Region pointing data
◇ ◇ ◇ ◇ ◇

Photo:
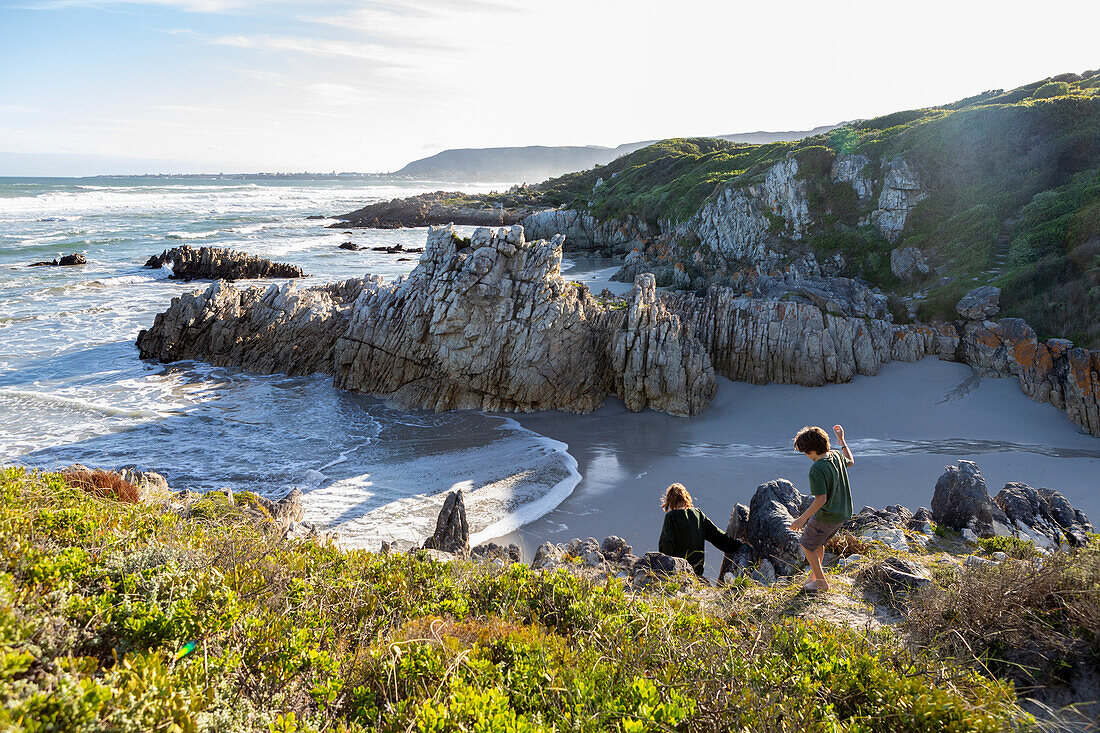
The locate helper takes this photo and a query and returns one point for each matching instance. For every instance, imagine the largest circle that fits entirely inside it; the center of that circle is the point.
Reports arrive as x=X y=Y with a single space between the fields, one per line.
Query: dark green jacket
x=684 y=533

◇ ◇ ◇ ◇ ◇

= Assigned task =
Would you output each entry exactly and leave the pictures behind?

= Task output =
Photo:
The locate helper takes this photo and a query and returns one point for each matching instance. For every instance, imagine the largest circle that fits entirely inside it; the center of that circle is the point.
Reports arrive as x=X y=Y with a single space between the fields, one per line.
Query: dark green jacket
x=684 y=533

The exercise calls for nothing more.